*Exercice court 1*.
Restituez à l'identique, dans son intégralité, le texte sur l'État malien.
*** Extrait présenté
Ce matin, dans décryptage : l’État. Depuis 1960, le drapeau de l’État malien flotte sur les bâtiments publics.
Les historiens ont déjà renseigné le fonctionnement des États précoloniaux et de la colonisation. Venons-en à l’État malien tel qu’il existe depuis 1960. On pourrait dire que l’État est un construit social et politique dans lequel les individus et les groupes sont censés s’épanouir. Dit autrement, l’État, Hini en Songhay, est un espace éducatif et protecteur des citoyens. C’est aussi l’ensemble des services publics soumis à une autorité. C’est dans ce cadre que le père de l’indépendance, Modibo Keïta, a fondé l’État malien le 22 septembre 1960 après l’échec de la Fédération du Mali (Sénégal-Soudan) en août 1960, après 80 ans de colonisation. Modibo Keïta avait une vision politique de l’État, adossée à une logique émancipatrice. Il a rêvé d’un État de droit protégeant ses concitoyens contre l’arbitraire, garantissant les libertés des individus et des groupes. Mais les abus de sa milice populaire provoquent alors un rejet de son régime par une partie des Maliens. Son régime est emporté par le putsch militaire du lieutenant Moussa Traoré en novembre 1968. Le rêve de Keïta d’un État démocratique et uni se brise.
******
*** Données de travail
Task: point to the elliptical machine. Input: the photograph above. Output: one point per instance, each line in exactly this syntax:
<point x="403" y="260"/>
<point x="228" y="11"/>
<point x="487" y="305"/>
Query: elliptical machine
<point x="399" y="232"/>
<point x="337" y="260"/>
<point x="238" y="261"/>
******
*Exercice court 2*.
Réécrivez les enregistrements ci-dessus en une liste JSON de chaînes, à raison d'une chaîne par ligne, en omettant les lignes vides.

*Corrigé de l'exercice 1*.
Ce matin, dans décryptage : l’État. Depuis 1960, le drapeau de l’État malien flotte sur les bâtiments publics.
Les historiens ont déjà renseigné le fonctionnement des États précoloniaux et de la colonisation. Venons-en à l’État malien tel qu’il existe depuis 1960. On pourrait dire que l’État est un construit social et politique dans lequel les individus et les groupes sont censés s’épanouir. Dit autrement, l’État, Hini en Songhay, est un espace éducatif et protecteur des citoyens. C’est aussi l’ensemble des services publics soumis à une autorité. C’est dans ce cadre que le père de l’indépendance, Modibo Keïta, a fondé l’État malien le 22 septembre 1960 après l’échec de la Fédération du Mali (Sénégal-Soudan) en août 1960, après 80 ans de colonisation. Modibo Keïta avait une vision politique de l’État, adossée à une logique émancipatrice. Il a rêvé d’un État de droit protégeant ses concitoyens contre l’arbitraire, garantissant les libertés des individus et des groupes. Mais les abus de sa milice populaire provoquent alors un rejet de son régime par une partie des Maliens. Son régime est emporté par le putsch militaire du lieutenant Moussa Traoré en novembre 1968. Le rêve de Keïta d’un État démocratique et uni se brise.

*Corrigé de l'exercice 2*.
[
  "Task: point to the elliptical machine. Input: the photograph above. Output: one point per instance, each line in exactly this syntax:",
  "<point x=\"403\" y=\"260\"/>",
  "<point x=\"228\" y=\"11\"/>",
  "<point x=\"487\" y=\"305\"/>",
  "Query: elliptical machine",
  "<point x=\"399\" y=\"232\"/>",
  "<point x=\"337\" y=\"260\"/>",
  "<point x=\"238\" y=\"261\"/>"
]